§ **Problem statement**
Reproduce the lines of the material exactly, excluding every image.

--- BEGIN ---

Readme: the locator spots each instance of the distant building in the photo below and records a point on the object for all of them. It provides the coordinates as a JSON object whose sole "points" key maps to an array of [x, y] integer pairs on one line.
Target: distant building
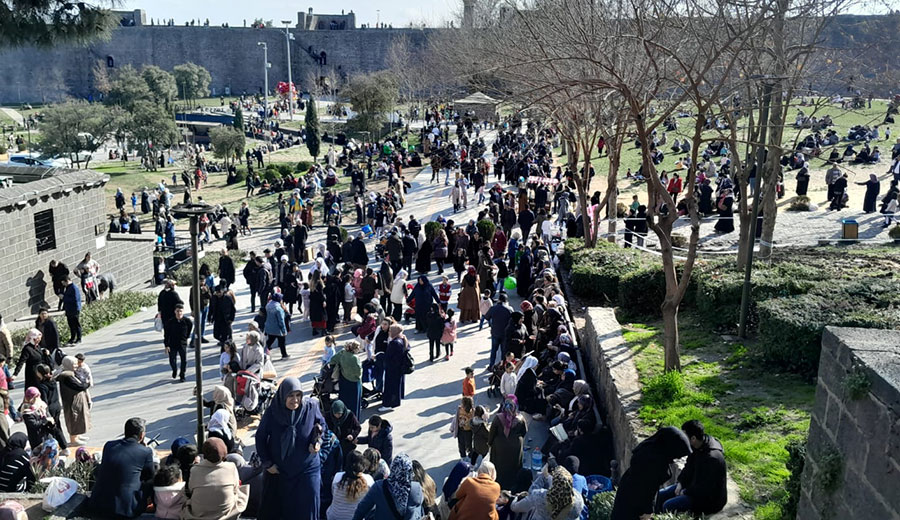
{"points": [[310, 21]]}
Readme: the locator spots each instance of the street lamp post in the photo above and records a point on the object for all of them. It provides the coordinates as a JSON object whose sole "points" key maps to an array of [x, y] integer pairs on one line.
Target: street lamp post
{"points": [[266, 84], [288, 36], [194, 211]]}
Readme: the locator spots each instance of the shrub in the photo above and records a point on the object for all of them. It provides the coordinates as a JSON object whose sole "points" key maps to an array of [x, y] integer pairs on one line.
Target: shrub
{"points": [[486, 229], [99, 314], [663, 389], [184, 275], [799, 203], [719, 292]]}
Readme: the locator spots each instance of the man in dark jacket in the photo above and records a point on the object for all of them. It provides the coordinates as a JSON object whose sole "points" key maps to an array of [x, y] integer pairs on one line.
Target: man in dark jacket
{"points": [[498, 315], [72, 307], [379, 437], [167, 300], [125, 478], [701, 487], [176, 333]]}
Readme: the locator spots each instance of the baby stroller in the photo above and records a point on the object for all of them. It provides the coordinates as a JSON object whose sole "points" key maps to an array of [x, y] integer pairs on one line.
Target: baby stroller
{"points": [[252, 393], [324, 386], [370, 375]]}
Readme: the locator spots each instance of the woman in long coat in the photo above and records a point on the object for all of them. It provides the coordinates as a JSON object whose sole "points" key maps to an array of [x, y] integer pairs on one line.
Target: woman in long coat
{"points": [[394, 361], [468, 298], [506, 439], [424, 295], [317, 317], [288, 441], [74, 396], [523, 274]]}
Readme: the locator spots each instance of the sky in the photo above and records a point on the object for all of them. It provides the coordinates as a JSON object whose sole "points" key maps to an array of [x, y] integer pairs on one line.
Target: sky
{"points": [[396, 12]]}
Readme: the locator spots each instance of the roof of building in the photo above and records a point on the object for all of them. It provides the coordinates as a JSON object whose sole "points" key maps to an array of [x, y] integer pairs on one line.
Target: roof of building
{"points": [[30, 183], [478, 98]]}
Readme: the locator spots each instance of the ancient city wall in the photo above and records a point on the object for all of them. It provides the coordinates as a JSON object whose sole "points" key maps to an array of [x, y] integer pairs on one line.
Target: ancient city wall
{"points": [[852, 467]]}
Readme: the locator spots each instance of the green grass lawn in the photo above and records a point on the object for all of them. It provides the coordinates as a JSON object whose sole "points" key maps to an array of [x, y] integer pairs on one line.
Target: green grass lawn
{"points": [[754, 412], [843, 121]]}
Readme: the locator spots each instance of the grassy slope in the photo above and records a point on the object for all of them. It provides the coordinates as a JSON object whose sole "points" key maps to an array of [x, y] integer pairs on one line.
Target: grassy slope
{"points": [[754, 412]]}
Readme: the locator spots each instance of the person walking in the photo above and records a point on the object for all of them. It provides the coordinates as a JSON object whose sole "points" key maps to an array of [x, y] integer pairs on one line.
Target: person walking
{"points": [[72, 308], [176, 332], [276, 324], [75, 401]]}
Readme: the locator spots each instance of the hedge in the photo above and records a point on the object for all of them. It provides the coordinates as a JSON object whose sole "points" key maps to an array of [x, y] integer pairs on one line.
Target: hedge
{"points": [[719, 291], [99, 314], [790, 329]]}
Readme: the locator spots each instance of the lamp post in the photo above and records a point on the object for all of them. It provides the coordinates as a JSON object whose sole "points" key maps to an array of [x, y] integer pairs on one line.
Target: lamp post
{"points": [[194, 211], [266, 84], [288, 36]]}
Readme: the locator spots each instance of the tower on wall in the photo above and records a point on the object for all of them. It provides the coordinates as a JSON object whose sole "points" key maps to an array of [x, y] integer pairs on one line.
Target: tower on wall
{"points": [[468, 14]]}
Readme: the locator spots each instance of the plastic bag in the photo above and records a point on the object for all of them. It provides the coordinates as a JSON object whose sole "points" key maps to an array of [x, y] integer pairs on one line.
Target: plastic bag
{"points": [[59, 491]]}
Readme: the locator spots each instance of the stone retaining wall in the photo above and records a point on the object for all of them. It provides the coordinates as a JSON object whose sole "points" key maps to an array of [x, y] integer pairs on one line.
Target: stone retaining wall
{"points": [[852, 467]]}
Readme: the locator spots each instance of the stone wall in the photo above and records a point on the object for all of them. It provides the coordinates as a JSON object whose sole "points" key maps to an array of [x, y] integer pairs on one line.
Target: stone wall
{"points": [[231, 55], [615, 376], [79, 206], [854, 441]]}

--- END ---

§ **Finished exercise**
Readme: the locator spots each instance of the distant building in the photo below and records a point on the object for all of them. It provides the coordinates as a JSON object whose sole "points" key maps to an array of [x, y] integer pairs on one line.
Target: distant building
{"points": [[310, 21]]}
Readme: the locator spots each instance of the street lamp post in the photo above and records a point on the object for all of them. It provides the coordinates as a JSON object whose sole "points" key maps to an array of [x, y] integer pairs on one line.
Target: street lamp post
{"points": [[266, 84], [288, 36], [194, 211]]}
Readme: the locator spots each instance of the shrub in the photo above and records a point on the object for all of them. It provides the coordinates as a JSON object whose sole "points" key maps to an array of [x, y] integer pairs on one line.
Target: shrub
{"points": [[486, 229], [99, 314], [663, 389], [184, 275], [799, 203], [719, 292]]}
Readme: the locator spots each instance of the man in dark jacket in the photo above and records a point on the object for all of them. It provides the coordinates as a JSON object whose sole "points" key maps to an array of [x, y] integer pairs on one line.
Target: man in dark jacket
{"points": [[498, 315], [72, 307], [379, 437], [167, 300], [125, 478], [701, 487], [176, 333]]}
Readme: the locator spots each instance of the baby stroller in the photo above and records a point on the object for all of them. It provides the coordinates as a JSON object whose sole "points" key maps to an array of [x, y] integer pairs on one line.
Target: baby stroller
{"points": [[252, 393], [324, 386], [370, 375]]}
Readme: the locator spots each instance of the woman in long coat in the photo above and records a point on the object for all of them. It provides the coordinates as a JSON object whose sole "points" key maps to an array of [x, y] integer pairs on one line.
Target: woman in long coat
{"points": [[394, 361], [468, 298], [506, 439], [424, 295], [317, 317], [288, 441], [74, 396], [523, 274]]}
Readme: the locator spots each instance of the sky in the photo above and records a point on the object for all of them. It provides the coordinates as a JSON object whose sole "points" key maps to an array of [x, y] integer pairs on one line.
Target: sky
{"points": [[396, 12]]}
Readme: the locator spots each instance of the roof of building in the photo above and records a point on the object for all of them. It provides the coordinates as a JSON object whose sole "points" key maps to an array of [x, y] integer pairs on one line.
Target: roof of building
{"points": [[30, 183], [478, 98]]}
Readme: the locator spots each instance of the ancient city wall in the photo above and records a point on the object for all of them. It provides the coordinates as a JSON object whose sole "points" key maps to an array of [x, y] integer pairs on one line.
Target: ancient city wall
{"points": [[852, 467]]}
Readme: the locator spots each instance of the green grass lawn in the photo above and records a point on the object for all of them. It provides the coordinates as a JSON object whose sole "points" key maps to an array of [x, y] integer pairs on one line.
Target: green grass lawn
{"points": [[754, 412], [843, 121]]}
Readme: the locator spots each instance of the grassy slope in the photo above and records a point on the object for all of them. It provides the coordinates as a JSON object whose sole "points" key maps to an array of [x, y] integer pairs on one line.
Target: grassy slope
{"points": [[754, 412]]}
Readme: the locator spots each instance of the person walking in the photo above and records a point on the object for all of them. It provides the coordinates as a JSON object whose sole "points" key maps to an array of [x, y] integer pairs on one line.
Target: person walking
{"points": [[72, 308], [176, 332], [276, 324], [75, 401]]}
Readme: the locator spots each instance of the hedge in the photo above and records a point on the object for all of them. It provides the coordinates as a JSON object whose sole "points" key maps to an array of [x, y] integer pairs on one line.
Target: hedge
{"points": [[719, 291], [99, 314], [790, 329]]}
Readme: the locator spots each instance of the lamp post in the photo above and records a point on the object for all of them. It provides the coordinates as a JSON object whose sole "points" key maps to an array of [x, y] integer pairs on one line.
Target: lamp post
{"points": [[194, 211], [266, 84], [288, 36]]}
Readme: the locator spots each instance of the tower on wall in the photo above and records a point on the object for all of them. It provides the coordinates as a JSON object whose sole "points" key maps to an array of [x, y] integer pairs on one line.
Target: tower on wall
{"points": [[468, 14]]}
Readme: the locator spots each instance of the plastic bag in the photo above and records a point on the object for all of them. It provides the coordinates as a JSON object whose sole "points" key maps to an array of [x, y] integer pairs on one line.
Target: plastic bag
{"points": [[59, 491]]}
Readme: the locator spots each instance of the stone retaining wall in the photo above and records a point on the object for all of them. It provides the coordinates as a JSON object whose sole "points" key maps to an array of [x, y] integer pairs on one line.
Target: stone retaining wall
{"points": [[852, 467]]}
Readme: the locator spots each instance of the stone wall in the photo above and records a point on the object for all of them. It provides the coordinates as a JSON object whose sole "points" key maps to an array of [x, y] integer pairs on one line.
Target: stone wall
{"points": [[231, 55], [615, 376], [79, 206], [854, 441]]}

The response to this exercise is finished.